[Items listed in a dataset]

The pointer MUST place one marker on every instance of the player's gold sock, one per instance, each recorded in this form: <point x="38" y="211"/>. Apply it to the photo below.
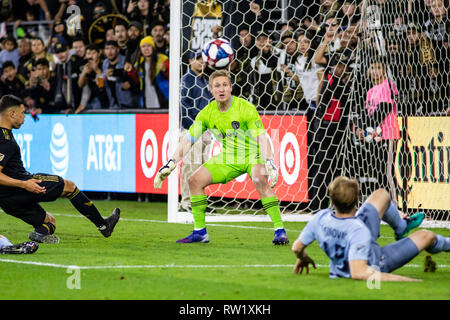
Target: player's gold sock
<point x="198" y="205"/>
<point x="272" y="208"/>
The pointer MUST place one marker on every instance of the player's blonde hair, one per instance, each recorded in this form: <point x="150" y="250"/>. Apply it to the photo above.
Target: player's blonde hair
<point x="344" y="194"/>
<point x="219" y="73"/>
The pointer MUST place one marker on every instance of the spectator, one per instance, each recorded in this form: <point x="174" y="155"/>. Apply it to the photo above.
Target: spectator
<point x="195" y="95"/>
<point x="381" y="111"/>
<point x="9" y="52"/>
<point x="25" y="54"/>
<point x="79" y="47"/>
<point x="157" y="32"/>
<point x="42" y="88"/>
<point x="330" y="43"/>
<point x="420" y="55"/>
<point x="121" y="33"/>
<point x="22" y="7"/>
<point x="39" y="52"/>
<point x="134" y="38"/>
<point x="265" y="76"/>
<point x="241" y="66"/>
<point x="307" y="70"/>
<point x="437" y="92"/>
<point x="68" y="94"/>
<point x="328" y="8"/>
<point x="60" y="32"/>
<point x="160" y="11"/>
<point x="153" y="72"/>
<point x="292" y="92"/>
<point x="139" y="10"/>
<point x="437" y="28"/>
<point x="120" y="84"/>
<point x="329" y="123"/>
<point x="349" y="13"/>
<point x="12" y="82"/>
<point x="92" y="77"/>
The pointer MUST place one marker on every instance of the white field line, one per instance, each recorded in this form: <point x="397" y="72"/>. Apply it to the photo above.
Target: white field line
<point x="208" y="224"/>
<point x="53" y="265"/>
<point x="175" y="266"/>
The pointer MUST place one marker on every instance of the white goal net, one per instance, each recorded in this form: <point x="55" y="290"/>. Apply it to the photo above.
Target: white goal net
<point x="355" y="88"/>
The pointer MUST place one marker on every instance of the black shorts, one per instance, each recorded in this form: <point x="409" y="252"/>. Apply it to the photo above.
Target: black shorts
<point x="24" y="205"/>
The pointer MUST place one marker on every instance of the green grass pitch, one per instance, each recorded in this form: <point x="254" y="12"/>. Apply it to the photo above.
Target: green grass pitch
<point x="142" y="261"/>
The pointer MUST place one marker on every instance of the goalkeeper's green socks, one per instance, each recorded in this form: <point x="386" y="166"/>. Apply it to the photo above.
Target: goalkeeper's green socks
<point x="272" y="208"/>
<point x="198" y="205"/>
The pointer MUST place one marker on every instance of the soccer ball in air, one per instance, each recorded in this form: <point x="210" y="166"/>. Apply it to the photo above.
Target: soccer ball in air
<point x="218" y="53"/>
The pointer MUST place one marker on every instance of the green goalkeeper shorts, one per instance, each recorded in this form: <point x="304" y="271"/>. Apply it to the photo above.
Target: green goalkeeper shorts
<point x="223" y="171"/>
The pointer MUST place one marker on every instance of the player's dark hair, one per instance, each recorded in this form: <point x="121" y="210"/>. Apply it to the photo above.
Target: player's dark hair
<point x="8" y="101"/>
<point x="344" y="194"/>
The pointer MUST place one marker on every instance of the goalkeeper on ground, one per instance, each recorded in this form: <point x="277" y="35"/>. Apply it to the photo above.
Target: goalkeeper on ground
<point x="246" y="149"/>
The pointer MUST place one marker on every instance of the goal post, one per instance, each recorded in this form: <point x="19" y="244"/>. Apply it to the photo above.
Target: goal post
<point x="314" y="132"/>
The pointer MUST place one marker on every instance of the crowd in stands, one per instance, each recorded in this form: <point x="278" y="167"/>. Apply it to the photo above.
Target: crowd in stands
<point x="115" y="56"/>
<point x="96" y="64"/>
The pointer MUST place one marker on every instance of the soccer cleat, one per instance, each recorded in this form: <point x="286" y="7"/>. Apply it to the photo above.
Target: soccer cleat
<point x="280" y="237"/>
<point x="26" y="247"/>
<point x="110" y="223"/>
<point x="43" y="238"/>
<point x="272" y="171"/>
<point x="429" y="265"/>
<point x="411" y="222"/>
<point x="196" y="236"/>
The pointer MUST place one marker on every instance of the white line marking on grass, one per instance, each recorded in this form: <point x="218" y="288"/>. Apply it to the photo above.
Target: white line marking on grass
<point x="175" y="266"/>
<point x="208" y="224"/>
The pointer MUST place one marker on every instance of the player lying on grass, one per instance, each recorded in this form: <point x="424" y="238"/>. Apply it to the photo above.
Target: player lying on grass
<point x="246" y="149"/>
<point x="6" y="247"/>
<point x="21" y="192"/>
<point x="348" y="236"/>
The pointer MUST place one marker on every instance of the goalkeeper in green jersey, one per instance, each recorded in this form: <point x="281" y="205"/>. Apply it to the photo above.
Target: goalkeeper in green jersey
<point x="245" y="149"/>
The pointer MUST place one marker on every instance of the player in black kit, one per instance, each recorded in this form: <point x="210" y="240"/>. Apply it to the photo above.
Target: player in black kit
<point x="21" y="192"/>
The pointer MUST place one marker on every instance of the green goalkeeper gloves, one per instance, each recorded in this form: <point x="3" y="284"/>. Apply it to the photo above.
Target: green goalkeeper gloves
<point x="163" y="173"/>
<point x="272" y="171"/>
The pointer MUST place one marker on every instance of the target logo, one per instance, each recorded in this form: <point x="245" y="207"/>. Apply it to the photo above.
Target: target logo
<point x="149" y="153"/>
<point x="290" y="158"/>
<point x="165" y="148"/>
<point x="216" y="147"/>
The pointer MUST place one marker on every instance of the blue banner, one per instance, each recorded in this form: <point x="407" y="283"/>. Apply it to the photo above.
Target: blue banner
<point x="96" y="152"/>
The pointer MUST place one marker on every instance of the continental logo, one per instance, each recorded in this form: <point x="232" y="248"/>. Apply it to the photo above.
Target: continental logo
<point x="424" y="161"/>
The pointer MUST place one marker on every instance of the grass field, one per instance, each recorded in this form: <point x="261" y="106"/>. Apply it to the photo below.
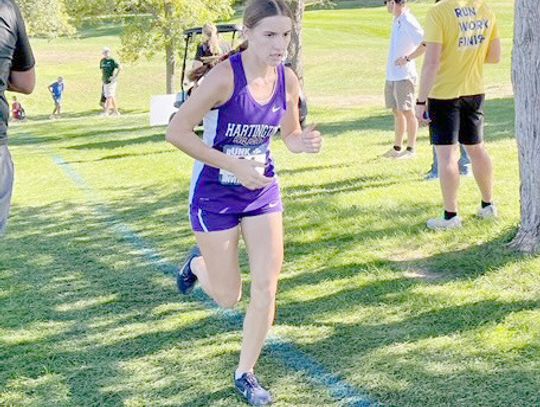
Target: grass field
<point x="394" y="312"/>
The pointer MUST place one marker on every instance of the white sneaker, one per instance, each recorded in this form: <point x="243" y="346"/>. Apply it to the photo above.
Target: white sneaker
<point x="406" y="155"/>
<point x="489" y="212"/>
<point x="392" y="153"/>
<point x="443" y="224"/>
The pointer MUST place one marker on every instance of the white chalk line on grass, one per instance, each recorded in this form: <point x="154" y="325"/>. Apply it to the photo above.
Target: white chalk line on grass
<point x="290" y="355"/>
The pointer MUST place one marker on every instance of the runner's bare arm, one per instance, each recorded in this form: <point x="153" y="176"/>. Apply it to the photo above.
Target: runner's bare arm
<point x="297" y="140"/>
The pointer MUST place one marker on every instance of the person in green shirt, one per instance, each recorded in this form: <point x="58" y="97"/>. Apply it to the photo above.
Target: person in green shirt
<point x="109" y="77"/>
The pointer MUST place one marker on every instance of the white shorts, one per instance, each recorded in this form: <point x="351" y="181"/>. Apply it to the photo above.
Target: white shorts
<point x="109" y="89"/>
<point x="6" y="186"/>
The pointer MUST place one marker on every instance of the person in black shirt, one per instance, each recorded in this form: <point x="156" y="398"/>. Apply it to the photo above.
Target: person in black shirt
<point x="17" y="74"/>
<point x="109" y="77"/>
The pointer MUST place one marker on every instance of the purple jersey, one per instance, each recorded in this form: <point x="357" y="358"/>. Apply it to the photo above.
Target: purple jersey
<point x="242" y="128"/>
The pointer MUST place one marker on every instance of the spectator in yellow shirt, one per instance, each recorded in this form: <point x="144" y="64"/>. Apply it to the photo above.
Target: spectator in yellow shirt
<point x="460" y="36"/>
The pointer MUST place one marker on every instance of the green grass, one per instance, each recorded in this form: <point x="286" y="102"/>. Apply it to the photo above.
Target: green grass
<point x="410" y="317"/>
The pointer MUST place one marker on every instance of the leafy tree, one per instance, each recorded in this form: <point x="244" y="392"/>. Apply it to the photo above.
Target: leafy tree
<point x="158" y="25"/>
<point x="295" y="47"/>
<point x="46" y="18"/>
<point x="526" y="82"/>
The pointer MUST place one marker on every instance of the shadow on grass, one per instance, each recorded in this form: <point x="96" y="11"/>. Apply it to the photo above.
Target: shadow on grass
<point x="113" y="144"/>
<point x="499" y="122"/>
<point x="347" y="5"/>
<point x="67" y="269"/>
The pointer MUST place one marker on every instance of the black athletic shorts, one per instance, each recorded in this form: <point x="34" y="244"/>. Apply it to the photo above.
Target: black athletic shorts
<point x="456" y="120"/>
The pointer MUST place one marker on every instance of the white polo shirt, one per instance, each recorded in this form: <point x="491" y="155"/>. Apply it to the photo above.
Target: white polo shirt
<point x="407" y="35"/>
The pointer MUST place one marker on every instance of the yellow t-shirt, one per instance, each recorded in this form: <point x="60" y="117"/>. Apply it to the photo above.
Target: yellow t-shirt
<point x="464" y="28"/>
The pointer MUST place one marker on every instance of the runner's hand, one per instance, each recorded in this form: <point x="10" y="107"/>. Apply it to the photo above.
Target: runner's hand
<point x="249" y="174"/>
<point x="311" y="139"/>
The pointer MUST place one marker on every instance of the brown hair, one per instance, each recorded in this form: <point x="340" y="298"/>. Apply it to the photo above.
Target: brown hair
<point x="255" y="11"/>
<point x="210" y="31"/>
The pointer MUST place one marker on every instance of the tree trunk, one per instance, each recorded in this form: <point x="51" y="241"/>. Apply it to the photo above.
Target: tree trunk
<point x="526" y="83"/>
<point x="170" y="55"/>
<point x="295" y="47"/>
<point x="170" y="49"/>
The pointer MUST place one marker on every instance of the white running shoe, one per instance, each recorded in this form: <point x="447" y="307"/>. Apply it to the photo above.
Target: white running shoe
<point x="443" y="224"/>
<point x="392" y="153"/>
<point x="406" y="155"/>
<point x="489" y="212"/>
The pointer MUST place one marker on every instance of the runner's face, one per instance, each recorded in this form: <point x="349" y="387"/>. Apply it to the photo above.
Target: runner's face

§ **What is being asked**
The required answer is the run of lines above, starting at the line with "Target: green goalkeeper gloves" and ending at the line with "of the target", reproduced exactly with both ends.

§ **Answer space**
Target: green goalkeeper gloves
<point x="163" y="173"/>
<point x="272" y="171"/>
The pointer MUST place one marker on every instance of the target logo, one per instance, each recorded in this form: <point x="245" y="207"/>. Apply it to the photo above.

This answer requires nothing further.